• [EXTRACT]
For those of you who read the original essay before commenting (thank you), feel free to skip over the following excerpt:

We hear from the loyalist corners of the Party – often in remarkably authoritarian tones – that complaining about the pipelines is tantamount to supporting Ed Gillespie, that criticism of Ralph Northam is a sure sign of a heretic. That opposition to the pipelines must mean you don’t care about women, about the marginalized, about healthcare, about the survival of our republic itself.

This isn’t a new way of arguing, and you’d think recent world-historical events would have us question whether or not this mode of communication is effective at all. But here’s the reality: the Northam campaign has the data, they have a strategy, and they’re acting as if the data suggests they can get away with this position. None of us have as much time (or money) invested in reading the outcome of this race.

So given Northam’s position, any attempt to suggest anti-pipeline activists could cost Democrats the election seems a transparent attempt to simply silence dissent. And in this case, an attempt to also silence Virginians whose health, family, property, and environment are seemingly under siege.”

Have there been any developments over the last week that alter my argument? Not really. Lowell’s look at the summer gubernatorial polls of the past should make you think twice before drawing conclusions from the 44-44 Monmouth poll. The argument remains the same: until the Northam campaign acts like the race is close – or releases a recent internal poll suggesting reason to be worried – calls for silence on the pipeline issue are simply attempts to stifle dissent and impose Party loyalty.

It’s important to understand that this general criticism accepts a certain type of relationship between the citizen and the politician, a relationship described by elite theories of government. Consider two ways to understand the Virginia situation and decide for yourself which best reflects democratic ideals:

(1) A majority of Democratic voters chose Ralph Northam in the June primary. As a result, Northam’s policy preferences and campaign strategy are off limits from June 13th on, if a citizen wants to credibly claim to care about Democratic victory and reform. If the Northam campaign changes position on an issue, ignores an issue, backs off a commitment – it’s the responsibility of the voters to follow their candidate, hold back all criticism, push the campaign’s line, at least until November.

• [DIRECTIONS] Continue the essay on the pipeline dispute and the Northam campaign from the point where it stops.

• [COLLECTED MATERIAL]

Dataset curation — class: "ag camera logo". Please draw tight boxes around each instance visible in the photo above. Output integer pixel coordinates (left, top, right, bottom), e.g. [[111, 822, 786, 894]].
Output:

• [ANSWER TO THE EXERCISE]
The burden is on the voter to repress, change, follow the lead of a leader asking us for immense power. 

(2) Ralph Northam and Tom Perriello made their respective cases around the state, and Northam’s Democratic coalition turned out and earned a solid primary victory. Ralph now confronts the general electorate, and it’s the job of his campaign to develop a winning strategy. Since politics – especially now – is tumultuous, the campaign expects public opinion to change, expects priorities to shift, and continually adjusts their strategy to ensure a winning coalition turns out. Voters continue to make their voices heard, advocate for their candidates and policy preferences, and politicians are responsive to the extent they feel they need to be to achieve victory.

The burden is on the candidate and the campaign to listen, to change, to reflect a vision that appeals to enough voters to form a winning coalition.

Criticism 2

Some variation of: Stop the theatrics.

This criticism came first from Delegate Levine – a curious messenger for this message, given his proclivity towards appearing on Fox News with a pocket Constitution. To be fair, unlike most Democratic piñatas that appear of Fox, Delegate Levine makes strong, persuasive arguments. But to appear on cable news regularly – setting aside the revered prop – is to embrace the primary source of political theatricality today.

Political theatre isn’t in itself problematic, though. When I saw the protestors disrupt Northam’s primary victory party, and when I saw the protestor disrupt the debate, my mind immediately went to ACT UP. This is probably because I just finished David France’s brilliant chronicle of the ACT UP movement, How to Survive A Plague, and I was impressed by the creative tactics deployed successfully in battling the AIDS crisis and forcing mainstream America to confront the suffering, tragedy, and resilience of the marginalized and ignored.

We see in Black Lives Matter and, with the recent healthcare struggles, ADAPT, disruptive and arguably theatrical tactics in action. And when it comes to anti-pipeline protestors, well, if their goal was to force a conversation on the pipelines – haven’t they succeeded?

A 2016 Pew study concluded that 36% of individuals familiar with Black Lives Matter say they don’t understand the goals of the movement. That’s not to say there aren’t goals. Similarly, I think the honest criticism about anti-pipeline protest tactics is grounded in a lack of understanding about the ultimate goals. Open lines of communication and public information campaigns are immediate solutions that come to mind.

Criticism 3

Some variation of: Sit down with Ralph, talk, and reach a compromise.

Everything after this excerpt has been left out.